**** SOURCE INFORMATION ****
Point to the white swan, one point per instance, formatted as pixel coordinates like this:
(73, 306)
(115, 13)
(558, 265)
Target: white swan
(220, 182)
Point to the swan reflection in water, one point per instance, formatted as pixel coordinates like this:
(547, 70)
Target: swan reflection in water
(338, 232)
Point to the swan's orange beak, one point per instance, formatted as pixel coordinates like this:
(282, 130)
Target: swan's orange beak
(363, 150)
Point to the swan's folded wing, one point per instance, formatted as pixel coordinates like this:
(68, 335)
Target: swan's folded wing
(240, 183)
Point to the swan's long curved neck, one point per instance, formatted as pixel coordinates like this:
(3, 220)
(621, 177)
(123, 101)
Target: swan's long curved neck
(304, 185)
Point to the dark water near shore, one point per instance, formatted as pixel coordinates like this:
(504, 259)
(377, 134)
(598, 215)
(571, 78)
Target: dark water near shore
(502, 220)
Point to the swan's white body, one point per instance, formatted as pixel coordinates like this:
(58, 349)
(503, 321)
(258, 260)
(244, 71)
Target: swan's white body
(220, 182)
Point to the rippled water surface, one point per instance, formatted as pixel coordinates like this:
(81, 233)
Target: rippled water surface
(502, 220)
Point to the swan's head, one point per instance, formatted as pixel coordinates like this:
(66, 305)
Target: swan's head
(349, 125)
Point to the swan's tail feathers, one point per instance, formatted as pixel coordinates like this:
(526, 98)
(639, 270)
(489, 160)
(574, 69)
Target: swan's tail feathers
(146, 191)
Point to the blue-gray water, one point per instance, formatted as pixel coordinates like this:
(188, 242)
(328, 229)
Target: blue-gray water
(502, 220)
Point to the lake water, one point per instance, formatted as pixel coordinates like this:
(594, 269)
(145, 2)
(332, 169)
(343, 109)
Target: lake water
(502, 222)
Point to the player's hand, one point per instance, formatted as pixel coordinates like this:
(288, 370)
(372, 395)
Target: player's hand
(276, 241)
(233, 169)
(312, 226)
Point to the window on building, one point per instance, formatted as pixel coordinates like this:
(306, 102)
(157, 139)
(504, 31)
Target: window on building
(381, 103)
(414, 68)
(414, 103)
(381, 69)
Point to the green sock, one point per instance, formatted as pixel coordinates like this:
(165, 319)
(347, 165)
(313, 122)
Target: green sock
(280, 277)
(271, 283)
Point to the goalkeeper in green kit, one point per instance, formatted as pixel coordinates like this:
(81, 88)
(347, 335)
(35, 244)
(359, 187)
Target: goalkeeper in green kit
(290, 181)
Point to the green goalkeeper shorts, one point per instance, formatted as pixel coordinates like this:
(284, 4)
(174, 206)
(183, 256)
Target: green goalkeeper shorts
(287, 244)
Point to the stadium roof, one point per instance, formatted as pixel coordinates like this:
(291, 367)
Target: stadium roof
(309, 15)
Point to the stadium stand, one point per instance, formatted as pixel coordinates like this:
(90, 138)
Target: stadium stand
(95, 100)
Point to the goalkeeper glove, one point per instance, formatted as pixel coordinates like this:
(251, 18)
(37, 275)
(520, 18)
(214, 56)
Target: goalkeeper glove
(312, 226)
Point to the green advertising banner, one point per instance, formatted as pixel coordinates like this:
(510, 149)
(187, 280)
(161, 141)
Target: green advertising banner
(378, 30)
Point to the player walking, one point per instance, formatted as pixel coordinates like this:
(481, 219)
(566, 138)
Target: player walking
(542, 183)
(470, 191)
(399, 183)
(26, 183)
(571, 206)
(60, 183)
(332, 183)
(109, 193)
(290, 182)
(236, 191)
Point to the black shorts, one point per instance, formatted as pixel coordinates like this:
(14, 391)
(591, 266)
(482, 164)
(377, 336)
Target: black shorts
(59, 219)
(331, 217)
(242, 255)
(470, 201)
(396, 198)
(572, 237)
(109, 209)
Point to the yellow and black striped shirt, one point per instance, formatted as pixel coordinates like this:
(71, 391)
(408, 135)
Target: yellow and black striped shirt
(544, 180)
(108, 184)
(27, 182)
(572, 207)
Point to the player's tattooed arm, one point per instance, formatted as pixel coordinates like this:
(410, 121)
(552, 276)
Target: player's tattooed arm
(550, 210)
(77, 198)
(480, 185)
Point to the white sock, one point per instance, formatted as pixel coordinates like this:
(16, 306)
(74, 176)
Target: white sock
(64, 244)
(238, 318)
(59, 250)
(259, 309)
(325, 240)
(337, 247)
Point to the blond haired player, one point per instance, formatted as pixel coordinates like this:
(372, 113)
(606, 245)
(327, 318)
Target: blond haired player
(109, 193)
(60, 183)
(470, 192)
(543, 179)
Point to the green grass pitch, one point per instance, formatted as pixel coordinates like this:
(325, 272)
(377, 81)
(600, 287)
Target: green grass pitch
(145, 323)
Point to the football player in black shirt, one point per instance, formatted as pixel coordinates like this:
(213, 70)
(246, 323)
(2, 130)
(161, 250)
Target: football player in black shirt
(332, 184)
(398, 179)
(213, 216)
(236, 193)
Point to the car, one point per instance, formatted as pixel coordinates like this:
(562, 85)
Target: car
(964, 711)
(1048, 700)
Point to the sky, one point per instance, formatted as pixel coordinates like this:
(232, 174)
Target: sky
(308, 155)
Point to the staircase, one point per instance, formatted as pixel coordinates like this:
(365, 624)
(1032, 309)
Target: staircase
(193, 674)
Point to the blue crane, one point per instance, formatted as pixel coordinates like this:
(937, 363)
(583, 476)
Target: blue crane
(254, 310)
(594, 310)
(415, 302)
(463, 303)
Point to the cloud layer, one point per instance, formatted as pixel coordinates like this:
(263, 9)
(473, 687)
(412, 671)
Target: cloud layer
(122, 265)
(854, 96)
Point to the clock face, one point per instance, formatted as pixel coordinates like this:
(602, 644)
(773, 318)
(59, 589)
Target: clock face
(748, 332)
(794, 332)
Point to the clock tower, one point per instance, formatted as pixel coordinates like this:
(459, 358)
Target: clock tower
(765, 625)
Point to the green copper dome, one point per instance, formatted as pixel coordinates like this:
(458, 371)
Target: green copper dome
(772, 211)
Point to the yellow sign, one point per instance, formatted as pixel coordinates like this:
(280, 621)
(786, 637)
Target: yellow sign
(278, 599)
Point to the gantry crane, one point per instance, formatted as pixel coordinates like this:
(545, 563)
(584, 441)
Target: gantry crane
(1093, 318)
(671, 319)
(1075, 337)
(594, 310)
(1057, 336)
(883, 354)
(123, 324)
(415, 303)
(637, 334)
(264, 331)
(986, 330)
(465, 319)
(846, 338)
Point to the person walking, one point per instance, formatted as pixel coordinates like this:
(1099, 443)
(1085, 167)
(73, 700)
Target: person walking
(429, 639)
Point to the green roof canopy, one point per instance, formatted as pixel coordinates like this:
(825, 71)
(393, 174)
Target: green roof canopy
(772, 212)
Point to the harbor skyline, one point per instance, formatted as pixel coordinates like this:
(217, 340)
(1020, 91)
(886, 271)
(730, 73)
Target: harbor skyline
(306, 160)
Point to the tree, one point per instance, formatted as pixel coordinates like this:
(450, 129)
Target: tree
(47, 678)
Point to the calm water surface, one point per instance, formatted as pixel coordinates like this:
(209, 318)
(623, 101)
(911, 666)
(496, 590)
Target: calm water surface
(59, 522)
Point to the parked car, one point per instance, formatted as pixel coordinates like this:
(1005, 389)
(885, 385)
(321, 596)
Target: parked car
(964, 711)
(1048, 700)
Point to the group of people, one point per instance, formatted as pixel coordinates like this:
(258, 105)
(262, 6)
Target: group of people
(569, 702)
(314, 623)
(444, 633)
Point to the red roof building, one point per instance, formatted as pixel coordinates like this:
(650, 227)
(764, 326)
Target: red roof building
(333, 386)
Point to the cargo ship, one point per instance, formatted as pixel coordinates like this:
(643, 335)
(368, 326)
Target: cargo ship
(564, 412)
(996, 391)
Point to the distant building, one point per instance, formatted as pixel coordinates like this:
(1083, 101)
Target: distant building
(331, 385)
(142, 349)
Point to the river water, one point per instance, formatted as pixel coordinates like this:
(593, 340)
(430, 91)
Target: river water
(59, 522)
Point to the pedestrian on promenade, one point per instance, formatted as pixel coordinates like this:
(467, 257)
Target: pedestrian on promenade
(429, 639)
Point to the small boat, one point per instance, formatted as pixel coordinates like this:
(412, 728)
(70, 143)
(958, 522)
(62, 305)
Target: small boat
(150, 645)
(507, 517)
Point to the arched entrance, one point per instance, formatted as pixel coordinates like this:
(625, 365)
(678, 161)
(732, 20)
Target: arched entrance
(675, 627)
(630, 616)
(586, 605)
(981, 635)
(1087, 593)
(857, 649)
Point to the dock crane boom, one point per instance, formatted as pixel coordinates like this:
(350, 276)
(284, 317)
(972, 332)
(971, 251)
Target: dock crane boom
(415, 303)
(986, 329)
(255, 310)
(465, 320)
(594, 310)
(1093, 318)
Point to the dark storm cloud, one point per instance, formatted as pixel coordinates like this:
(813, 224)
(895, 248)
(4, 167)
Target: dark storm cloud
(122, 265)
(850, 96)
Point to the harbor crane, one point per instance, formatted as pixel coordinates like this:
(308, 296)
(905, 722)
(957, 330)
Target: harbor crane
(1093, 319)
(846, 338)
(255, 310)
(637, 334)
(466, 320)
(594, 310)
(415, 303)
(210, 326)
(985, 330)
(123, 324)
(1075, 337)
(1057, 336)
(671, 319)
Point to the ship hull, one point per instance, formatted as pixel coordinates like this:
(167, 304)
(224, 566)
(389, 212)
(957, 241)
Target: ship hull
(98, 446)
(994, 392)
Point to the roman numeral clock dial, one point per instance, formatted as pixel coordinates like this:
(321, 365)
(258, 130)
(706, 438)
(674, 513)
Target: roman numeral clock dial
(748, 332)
****
Your answer should be the lines from the one containing "Point to the roman" through the last line of the records, repeated exactly and with nothing added.

» **RESPONSE AREA**
Point to the roman numeral clock dial, one point per instance, formatted as pixel coordinates like this:
(321, 365)
(258, 130)
(706, 438)
(674, 513)
Target: roman numeral clock dial
(748, 332)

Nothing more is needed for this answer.